**AIM OF THE TASK:** Return the data below exactly, minus the pictures.

**STUDY MATERIAL:**
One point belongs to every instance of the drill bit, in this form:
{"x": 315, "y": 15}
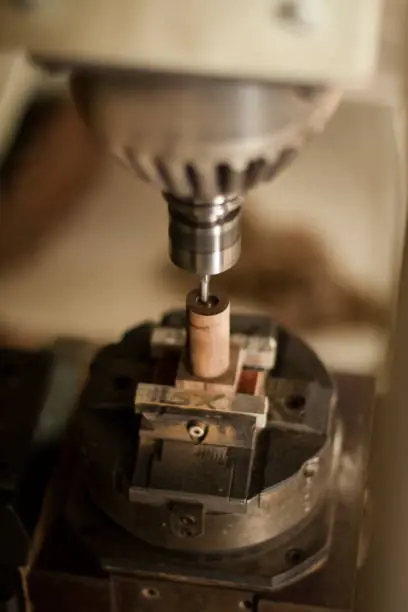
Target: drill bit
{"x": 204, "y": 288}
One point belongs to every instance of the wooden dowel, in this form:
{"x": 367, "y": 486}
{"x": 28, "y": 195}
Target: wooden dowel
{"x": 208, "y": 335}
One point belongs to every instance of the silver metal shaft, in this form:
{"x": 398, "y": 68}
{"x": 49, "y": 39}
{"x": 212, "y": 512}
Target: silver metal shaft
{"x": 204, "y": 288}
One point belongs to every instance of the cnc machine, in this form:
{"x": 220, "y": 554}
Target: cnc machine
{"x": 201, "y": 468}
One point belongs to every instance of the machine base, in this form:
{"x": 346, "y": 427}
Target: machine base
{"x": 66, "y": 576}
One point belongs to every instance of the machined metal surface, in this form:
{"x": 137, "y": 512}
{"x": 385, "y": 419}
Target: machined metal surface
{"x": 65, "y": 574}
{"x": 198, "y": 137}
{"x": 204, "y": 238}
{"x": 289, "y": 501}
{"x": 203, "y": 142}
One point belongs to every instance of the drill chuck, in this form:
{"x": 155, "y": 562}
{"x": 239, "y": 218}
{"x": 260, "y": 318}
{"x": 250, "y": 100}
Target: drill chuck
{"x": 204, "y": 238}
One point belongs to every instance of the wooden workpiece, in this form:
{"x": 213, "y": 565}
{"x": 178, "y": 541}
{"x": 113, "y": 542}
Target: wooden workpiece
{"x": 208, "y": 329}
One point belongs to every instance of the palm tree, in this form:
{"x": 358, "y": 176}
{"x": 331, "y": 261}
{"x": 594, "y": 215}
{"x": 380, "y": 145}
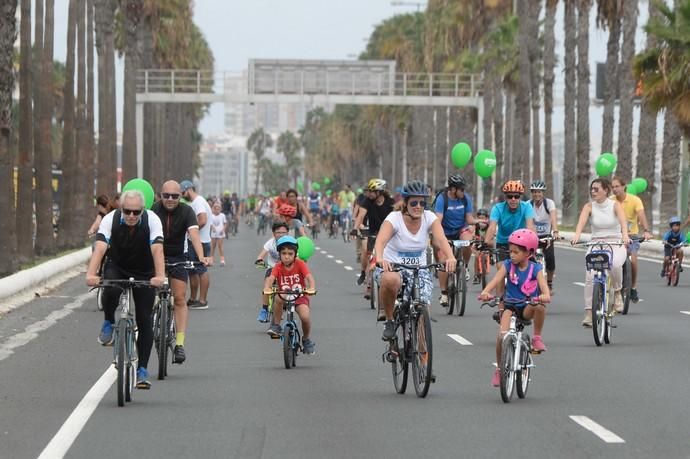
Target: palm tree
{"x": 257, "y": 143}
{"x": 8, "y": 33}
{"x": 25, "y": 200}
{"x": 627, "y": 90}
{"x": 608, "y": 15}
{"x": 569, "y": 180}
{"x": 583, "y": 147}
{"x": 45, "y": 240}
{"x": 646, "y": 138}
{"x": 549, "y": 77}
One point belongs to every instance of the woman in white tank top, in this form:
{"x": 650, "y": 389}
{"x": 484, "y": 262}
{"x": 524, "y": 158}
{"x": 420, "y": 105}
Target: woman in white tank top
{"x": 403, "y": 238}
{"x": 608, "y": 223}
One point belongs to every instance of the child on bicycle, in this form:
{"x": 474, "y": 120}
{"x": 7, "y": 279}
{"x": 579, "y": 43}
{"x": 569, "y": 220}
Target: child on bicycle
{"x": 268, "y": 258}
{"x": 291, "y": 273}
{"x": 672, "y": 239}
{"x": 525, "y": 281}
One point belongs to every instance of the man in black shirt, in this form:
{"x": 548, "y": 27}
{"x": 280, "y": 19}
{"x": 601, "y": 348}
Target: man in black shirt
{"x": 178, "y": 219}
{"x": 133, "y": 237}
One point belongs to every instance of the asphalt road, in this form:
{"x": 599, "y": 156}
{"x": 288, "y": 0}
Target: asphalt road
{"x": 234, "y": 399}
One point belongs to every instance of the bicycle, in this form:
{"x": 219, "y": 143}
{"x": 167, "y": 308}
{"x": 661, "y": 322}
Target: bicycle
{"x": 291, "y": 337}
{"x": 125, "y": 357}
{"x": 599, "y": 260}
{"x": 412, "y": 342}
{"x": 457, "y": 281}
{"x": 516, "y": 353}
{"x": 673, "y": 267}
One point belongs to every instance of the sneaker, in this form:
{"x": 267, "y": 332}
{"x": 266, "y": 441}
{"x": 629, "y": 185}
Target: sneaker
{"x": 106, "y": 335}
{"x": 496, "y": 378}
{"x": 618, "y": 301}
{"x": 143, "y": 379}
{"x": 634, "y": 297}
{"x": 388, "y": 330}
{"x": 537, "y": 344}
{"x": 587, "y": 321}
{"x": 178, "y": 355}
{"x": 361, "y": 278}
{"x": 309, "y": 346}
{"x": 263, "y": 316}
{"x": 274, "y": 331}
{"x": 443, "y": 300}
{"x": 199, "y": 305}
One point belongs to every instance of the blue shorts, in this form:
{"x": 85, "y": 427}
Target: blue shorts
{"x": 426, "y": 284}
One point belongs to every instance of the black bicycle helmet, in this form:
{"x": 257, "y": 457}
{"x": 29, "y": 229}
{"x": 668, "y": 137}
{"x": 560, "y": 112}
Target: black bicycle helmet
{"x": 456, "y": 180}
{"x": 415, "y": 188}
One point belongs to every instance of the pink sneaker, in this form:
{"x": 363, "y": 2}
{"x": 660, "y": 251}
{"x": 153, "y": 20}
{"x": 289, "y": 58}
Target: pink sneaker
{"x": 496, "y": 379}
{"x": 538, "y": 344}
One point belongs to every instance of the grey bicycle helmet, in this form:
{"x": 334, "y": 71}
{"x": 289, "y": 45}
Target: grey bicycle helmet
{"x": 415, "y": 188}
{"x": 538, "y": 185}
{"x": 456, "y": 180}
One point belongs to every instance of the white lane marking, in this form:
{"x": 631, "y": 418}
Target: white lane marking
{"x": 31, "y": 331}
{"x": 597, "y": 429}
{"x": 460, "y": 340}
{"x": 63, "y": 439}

**COMPLETED TASK:**
One point belongs to every instance of the drill bit, in this form:
{"x": 315, "y": 15}
Target: drill bit
{"x": 204, "y": 288}
One point belongs to every instance of the wooden dowel, in this form:
{"x": 367, "y": 486}
{"x": 28, "y": 195}
Target: wooden dowel
{"x": 208, "y": 335}
One point belongs to every instance of the silver metal shaft, in this form:
{"x": 398, "y": 68}
{"x": 49, "y": 39}
{"x": 212, "y": 512}
Target: silver metal shaft
{"x": 204, "y": 288}
One point belongs to every instance of the cnc machine, in this form:
{"x": 220, "y": 554}
Target: cnc machine
{"x": 201, "y": 468}
One point belongs to every instance of the machine base, in this form:
{"x": 346, "y": 427}
Target: machine base
{"x": 66, "y": 576}
One point belongs to every instance of the machined metal surface, in this form:
{"x": 137, "y": 512}
{"x": 385, "y": 419}
Target: machined metal surface
{"x": 65, "y": 574}
{"x": 198, "y": 137}
{"x": 204, "y": 238}
{"x": 289, "y": 501}
{"x": 203, "y": 142}
One point belongs to every instance of the drill chuck, in this form:
{"x": 155, "y": 562}
{"x": 239, "y": 218}
{"x": 260, "y": 318}
{"x": 250, "y": 100}
Target: drill chuck
{"x": 204, "y": 238}
One point belongs to every instance of the wooden workpiece, in this form:
{"x": 213, "y": 565}
{"x": 178, "y": 541}
{"x": 113, "y": 542}
Target: wooden workpiece
{"x": 208, "y": 329}
One point belongs to every instance of the palm tree, in this form:
{"x": 358, "y": 176}
{"x": 331, "y": 261}
{"x": 594, "y": 215}
{"x": 380, "y": 145}
Target: palm tree
{"x": 257, "y": 143}
{"x": 8, "y": 33}
{"x": 25, "y": 200}
{"x": 627, "y": 90}
{"x": 608, "y": 15}
{"x": 569, "y": 180}
{"x": 583, "y": 147}
{"x": 45, "y": 240}
{"x": 646, "y": 138}
{"x": 549, "y": 77}
One point belongs to every instance of the woman in white tank top, in this form:
{"x": 650, "y": 389}
{"x": 484, "y": 262}
{"x": 524, "y": 158}
{"x": 420, "y": 105}
Target: woman in white tank top
{"x": 403, "y": 238}
{"x": 608, "y": 223}
One point belongs to every instance of the child on bicycle, in this form:
{"x": 474, "y": 120}
{"x": 7, "y": 279}
{"x": 579, "y": 43}
{"x": 569, "y": 220}
Target: child on bicycle
{"x": 268, "y": 258}
{"x": 291, "y": 273}
{"x": 672, "y": 239}
{"x": 525, "y": 281}
One point belongs to every instance of the man in black shirt, in this form:
{"x": 548, "y": 27}
{"x": 280, "y": 19}
{"x": 601, "y": 348}
Target: man in black shirt
{"x": 178, "y": 219}
{"x": 133, "y": 237}
One point belongs to every instance of the asphalt road, in this form:
{"x": 599, "y": 156}
{"x": 288, "y": 0}
Target: asphalt road
{"x": 234, "y": 399}
One point belongs to every instance of the bicycle, in this form:
{"x": 219, "y": 143}
{"x": 167, "y": 308}
{"x": 661, "y": 322}
Target: bicycle
{"x": 291, "y": 337}
{"x": 125, "y": 357}
{"x": 599, "y": 260}
{"x": 412, "y": 342}
{"x": 457, "y": 281}
{"x": 516, "y": 353}
{"x": 673, "y": 267}
One point belongs to every instance of the sneaker, in this form:
{"x": 267, "y": 332}
{"x": 266, "y": 441}
{"x": 629, "y": 185}
Target: sneaker
{"x": 106, "y": 335}
{"x": 496, "y": 378}
{"x": 618, "y": 301}
{"x": 143, "y": 379}
{"x": 634, "y": 297}
{"x": 388, "y": 330}
{"x": 537, "y": 344}
{"x": 587, "y": 321}
{"x": 178, "y": 355}
{"x": 361, "y": 278}
{"x": 309, "y": 346}
{"x": 263, "y": 316}
{"x": 274, "y": 331}
{"x": 443, "y": 300}
{"x": 199, "y": 305}
One point belongs to every instance of the blue shorts, in this form:
{"x": 85, "y": 427}
Target: blue shorts
{"x": 426, "y": 284}
One point belongs to every instance of the black bicycle helmet, in this form:
{"x": 257, "y": 457}
{"x": 29, "y": 229}
{"x": 668, "y": 137}
{"x": 560, "y": 112}
Target: black bicycle helmet
{"x": 456, "y": 180}
{"x": 415, "y": 188}
One point belongs to every instance of the pink sneaker, in this form:
{"x": 363, "y": 2}
{"x": 660, "y": 251}
{"x": 153, "y": 20}
{"x": 289, "y": 58}
Target: pink sneaker
{"x": 496, "y": 379}
{"x": 538, "y": 344}
One point belongs to every instance of the grey bicycle helmet, in this form:
{"x": 334, "y": 71}
{"x": 289, "y": 45}
Target: grey bicycle helmet
{"x": 415, "y": 188}
{"x": 538, "y": 185}
{"x": 456, "y": 180}
One point belongs to every instance of the white lane marking, in this form:
{"x": 631, "y": 418}
Target: white lane marking
{"x": 31, "y": 331}
{"x": 597, "y": 429}
{"x": 460, "y": 340}
{"x": 63, "y": 439}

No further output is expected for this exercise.